- Exercise objective
Give all of the lines again exactly as they read.

- Dataset extract
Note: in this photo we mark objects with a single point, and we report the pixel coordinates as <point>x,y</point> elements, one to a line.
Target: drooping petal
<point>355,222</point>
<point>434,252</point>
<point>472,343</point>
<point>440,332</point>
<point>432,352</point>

- Task answer
Note: in this photo we mark objects with a single point, and we report the pixel coordinates as <point>x,y</point> elements, one to a line.
Target: drooping petal
<point>355,222</point>
<point>434,252</point>
<point>472,343</point>
<point>440,332</point>
<point>432,352</point>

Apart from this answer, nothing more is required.